*** Opening The input ***
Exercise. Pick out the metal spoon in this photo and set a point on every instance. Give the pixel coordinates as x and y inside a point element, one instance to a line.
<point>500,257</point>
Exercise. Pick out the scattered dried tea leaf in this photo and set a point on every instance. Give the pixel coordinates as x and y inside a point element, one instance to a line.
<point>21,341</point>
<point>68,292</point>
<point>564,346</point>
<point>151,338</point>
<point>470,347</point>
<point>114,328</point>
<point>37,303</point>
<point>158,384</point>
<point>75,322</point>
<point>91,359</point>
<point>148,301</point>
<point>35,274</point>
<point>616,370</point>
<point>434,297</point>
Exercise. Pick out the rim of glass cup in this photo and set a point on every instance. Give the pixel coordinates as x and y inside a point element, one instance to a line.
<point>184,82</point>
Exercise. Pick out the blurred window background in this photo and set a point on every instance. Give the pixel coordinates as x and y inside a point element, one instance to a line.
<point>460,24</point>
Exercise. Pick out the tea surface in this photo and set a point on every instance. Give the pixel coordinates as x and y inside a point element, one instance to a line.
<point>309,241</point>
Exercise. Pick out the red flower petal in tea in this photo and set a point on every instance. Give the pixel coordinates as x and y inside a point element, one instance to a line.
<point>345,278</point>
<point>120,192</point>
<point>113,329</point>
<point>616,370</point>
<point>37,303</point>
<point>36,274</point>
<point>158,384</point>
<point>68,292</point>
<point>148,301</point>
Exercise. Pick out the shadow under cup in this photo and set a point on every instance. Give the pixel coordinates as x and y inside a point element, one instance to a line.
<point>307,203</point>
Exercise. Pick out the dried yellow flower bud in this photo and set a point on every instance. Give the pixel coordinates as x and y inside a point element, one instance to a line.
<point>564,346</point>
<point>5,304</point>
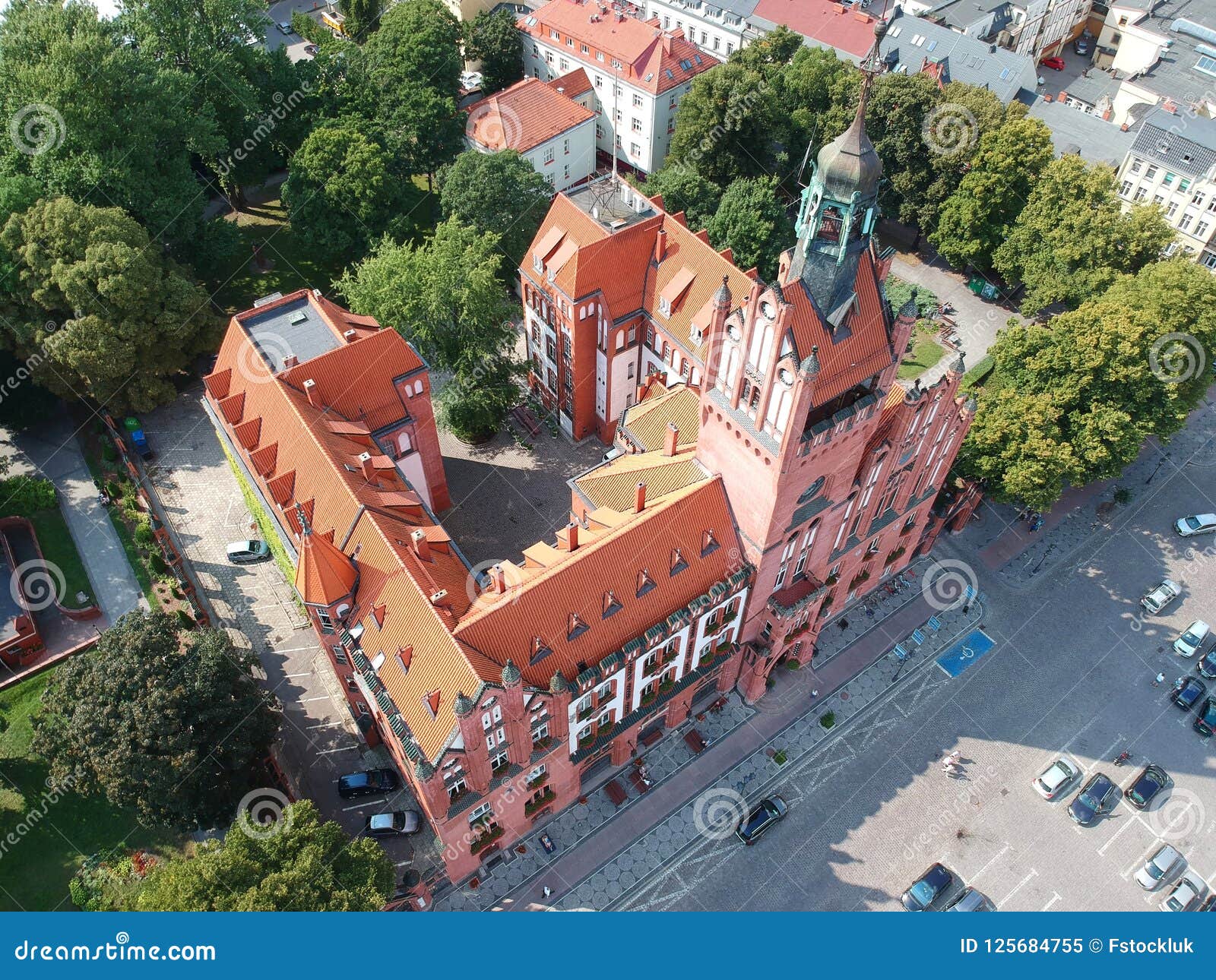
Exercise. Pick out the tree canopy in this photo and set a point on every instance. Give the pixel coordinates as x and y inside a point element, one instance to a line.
<point>1073,239</point>
<point>498,192</point>
<point>167,724</point>
<point>752,223</point>
<point>111,314</point>
<point>1074,400</point>
<point>301,864</point>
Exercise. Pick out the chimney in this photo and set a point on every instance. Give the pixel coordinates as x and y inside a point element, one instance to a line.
<point>421,545</point>
<point>672,439</point>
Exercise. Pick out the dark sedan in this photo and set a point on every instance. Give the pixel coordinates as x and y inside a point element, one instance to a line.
<point>1094,799</point>
<point>927,889</point>
<point>374,782</point>
<point>770,810</point>
<point>1205,721</point>
<point>1189,694</point>
<point>1151,781</point>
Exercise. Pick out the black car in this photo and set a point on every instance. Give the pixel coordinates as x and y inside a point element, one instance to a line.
<point>374,782</point>
<point>1092,800</point>
<point>393,824</point>
<point>770,810</point>
<point>1189,694</point>
<point>927,889</point>
<point>1152,781</point>
<point>1205,721</point>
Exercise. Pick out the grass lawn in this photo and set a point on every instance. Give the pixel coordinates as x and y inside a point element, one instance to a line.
<point>52,832</point>
<point>924,354</point>
<point>60,550</point>
<point>235,285</point>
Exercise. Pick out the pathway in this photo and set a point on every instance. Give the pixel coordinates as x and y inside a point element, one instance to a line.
<point>58,456</point>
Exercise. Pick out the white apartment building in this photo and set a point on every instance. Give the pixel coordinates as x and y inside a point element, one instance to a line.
<point>638,71</point>
<point>1173,164</point>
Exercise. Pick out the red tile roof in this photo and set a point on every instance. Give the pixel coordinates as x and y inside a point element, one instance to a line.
<point>652,58</point>
<point>848,30</point>
<point>524,115</point>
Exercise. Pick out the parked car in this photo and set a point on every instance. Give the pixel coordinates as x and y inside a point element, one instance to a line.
*** Closing The input ***
Exercise details. Images must not appear; print each record precisely as it reads.

Output for this task.
Exercise. Pick out the metal spoon in this photo and set a point on every instance. Give the pixel coordinates as x and y inside a point element, one instance to a line.
<point>500,257</point>
Exercise. Pick out the scattered dried tea leaf in this photo and set a point on every instance. Give the pixel coordinates as x and y inside a point element, one instance to a line.
<point>21,341</point>
<point>68,292</point>
<point>564,346</point>
<point>151,338</point>
<point>470,347</point>
<point>114,328</point>
<point>37,303</point>
<point>158,384</point>
<point>75,322</point>
<point>91,359</point>
<point>148,301</point>
<point>35,274</point>
<point>616,370</point>
<point>434,297</point>
Exercise. Pick out the rim of glass cup in this photo and set a point on every instance. Give the pixel coordinates as x and y inside a point element, one instance to a line.
<point>184,82</point>
Exercise. Pick out the blurred window background in this photo and set a point on every instance. Give the pixel coordinates as x and y inside a point element, one instance to a line.
<point>460,24</point>
Exercise. Pick out the tea surface in this photo and set a point on every instance. Give the pixel coordinates as x and y inside a point element, one instance to a line.
<point>309,241</point>
Exercise. Pick out the red flower petal in tea in this photo and set a point on every instance. Give the pixel coordinates as x and y inside a point element, one instance to a line.
<point>345,278</point>
<point>120,192</point>
<point>113,329</point>
<point>616,370</point>
<point>37,303</point>
<point>36,274</point>
<point>158,384</point>
<point>68,292</point>
<point>148,301</point>
Exercise. Pick out the shadow under cup in this photo and set a point on every instance. Give the pixel coordinates as x and y inside a point element, one instance to a line.
<point>307,203</point>
Exercise. Pick out the dried yellow flower bud in this photo and set a point on every instance. Give the pixel coordinates as x and y inside a point element, one instance to a line.
<point>564,346</point>
<point>5,304</point>
Exercise. Pick out the tree canopy in this photo and set a point on every instance. Give the pixel coordinates as x and y inside a point element, one instance to a line.
<point>1073,239</point>
<point>498,192</point>
<point>167,724</point>
<point>752,223</point>
<point>111,314</point>
<point>1074,400</point>
<point>301,864</point>
Exercise. Pick out the chimney in this photo and set a point on every instance. Give the pixel coordinates as x and y inside a point element, one instance to a line.
<point>421,545</point>
<point>672,439</point>
Exercise. Pick out the dark sedan in this photo and set a point on every instance. Give the pixel coordinates as x and y inside a point element, one instance to a line.
<point>1094,799</point>
<point>927,889</point>
<point>374,782</point>
<point>770,810</point>
<point>1205,721</point>
<point>1189,694</point>
<point>1151,781</point>
Exercise. Pick out the black car in this photo and set a point on every instance. Give the pixel coordinates as x and y inside a point element, one instance to a line.
<point>374,782</point>
<point>1092,800</point>
<point>393,824</point>
<point>770,810</point>
<point>1189,694</point>
<point>927,889</point>
<point>1152,781</point>
<point>1205,721</point>
Exercise. Pick out the grass lawn in this photo and set a point on every instance. Give the pixel coordinates as x and y inside a point element, one instance to a line.
<point>52,832</point>
<point>924,354</point>
<point>60,550</point>
<point>235,285</point>
Exercise. Pick out the pathway in this photo and set a point on every instance. Give the pixel coordinates as x and y inside a point element, one instance to a line.
<point>58,456</point>
Exercise. Pick out the white apartment building in this photo and set a point on every instance. Give the pixel coordinates as x and y inside a point element, one instance to a line.
<point>638,71</point>
<point>1173,164</point>
Exercise. Pick out the red tile roof in this photo and set a point on every instance. Give the pixel coordinates as x and y inside a point element, one instance to a line.
<point>652,58</point>
<point>848,30</point>
<point>524,115</point>
Exercise. Pick out the parked car in this photo and set a point on every instance. Give the pixel coordinates as x and y inside a point element, one instance to a line.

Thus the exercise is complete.